** TASK REQUIREMENTS **
Read through the data below and state how many of its lines contain the word "brown", adding nothing.
-=-=-=-=-
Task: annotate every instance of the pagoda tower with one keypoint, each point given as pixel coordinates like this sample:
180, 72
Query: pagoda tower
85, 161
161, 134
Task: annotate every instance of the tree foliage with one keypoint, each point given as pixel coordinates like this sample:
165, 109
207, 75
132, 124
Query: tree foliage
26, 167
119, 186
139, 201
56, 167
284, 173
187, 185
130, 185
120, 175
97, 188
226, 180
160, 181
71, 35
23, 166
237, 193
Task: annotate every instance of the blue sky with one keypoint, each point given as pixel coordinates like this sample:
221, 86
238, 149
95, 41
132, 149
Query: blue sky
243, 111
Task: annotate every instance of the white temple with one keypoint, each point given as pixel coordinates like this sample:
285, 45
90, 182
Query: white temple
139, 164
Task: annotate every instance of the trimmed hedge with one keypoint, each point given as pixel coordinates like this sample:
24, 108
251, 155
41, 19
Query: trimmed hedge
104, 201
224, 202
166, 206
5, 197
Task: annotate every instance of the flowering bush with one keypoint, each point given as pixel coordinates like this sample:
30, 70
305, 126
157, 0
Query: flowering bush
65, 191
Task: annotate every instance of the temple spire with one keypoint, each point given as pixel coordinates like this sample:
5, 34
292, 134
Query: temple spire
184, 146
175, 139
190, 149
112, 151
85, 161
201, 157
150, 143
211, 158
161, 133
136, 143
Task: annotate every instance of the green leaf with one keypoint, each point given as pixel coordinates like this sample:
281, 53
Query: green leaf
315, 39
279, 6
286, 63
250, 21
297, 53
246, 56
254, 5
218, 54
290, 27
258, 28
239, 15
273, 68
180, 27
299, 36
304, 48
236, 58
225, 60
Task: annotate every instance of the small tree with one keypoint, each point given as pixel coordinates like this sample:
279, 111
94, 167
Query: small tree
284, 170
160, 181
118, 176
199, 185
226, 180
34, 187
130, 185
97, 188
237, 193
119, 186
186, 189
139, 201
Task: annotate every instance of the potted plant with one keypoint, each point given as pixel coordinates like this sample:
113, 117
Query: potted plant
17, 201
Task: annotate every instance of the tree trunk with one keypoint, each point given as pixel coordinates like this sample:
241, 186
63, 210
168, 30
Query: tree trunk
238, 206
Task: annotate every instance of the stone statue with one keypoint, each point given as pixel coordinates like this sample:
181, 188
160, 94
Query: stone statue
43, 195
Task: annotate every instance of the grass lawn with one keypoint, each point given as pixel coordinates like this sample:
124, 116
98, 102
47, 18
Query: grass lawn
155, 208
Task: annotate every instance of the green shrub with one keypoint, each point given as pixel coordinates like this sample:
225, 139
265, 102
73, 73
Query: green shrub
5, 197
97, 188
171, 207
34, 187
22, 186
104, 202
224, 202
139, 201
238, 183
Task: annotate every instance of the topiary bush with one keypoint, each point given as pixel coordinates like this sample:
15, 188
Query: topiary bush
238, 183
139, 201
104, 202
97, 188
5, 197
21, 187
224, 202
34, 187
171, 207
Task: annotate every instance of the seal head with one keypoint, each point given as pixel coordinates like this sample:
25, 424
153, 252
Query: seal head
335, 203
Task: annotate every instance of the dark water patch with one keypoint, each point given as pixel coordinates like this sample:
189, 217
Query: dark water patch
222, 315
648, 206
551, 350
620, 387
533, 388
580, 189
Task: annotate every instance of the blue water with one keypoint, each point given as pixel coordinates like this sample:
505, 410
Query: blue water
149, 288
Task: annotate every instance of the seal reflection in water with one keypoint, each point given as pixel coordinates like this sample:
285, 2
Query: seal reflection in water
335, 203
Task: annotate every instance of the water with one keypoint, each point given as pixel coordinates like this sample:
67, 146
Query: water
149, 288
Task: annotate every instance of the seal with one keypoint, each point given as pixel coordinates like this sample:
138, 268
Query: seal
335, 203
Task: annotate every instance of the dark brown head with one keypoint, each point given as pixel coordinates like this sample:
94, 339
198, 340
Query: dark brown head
-=-=-=-=-
** TASK RESPONSE **
2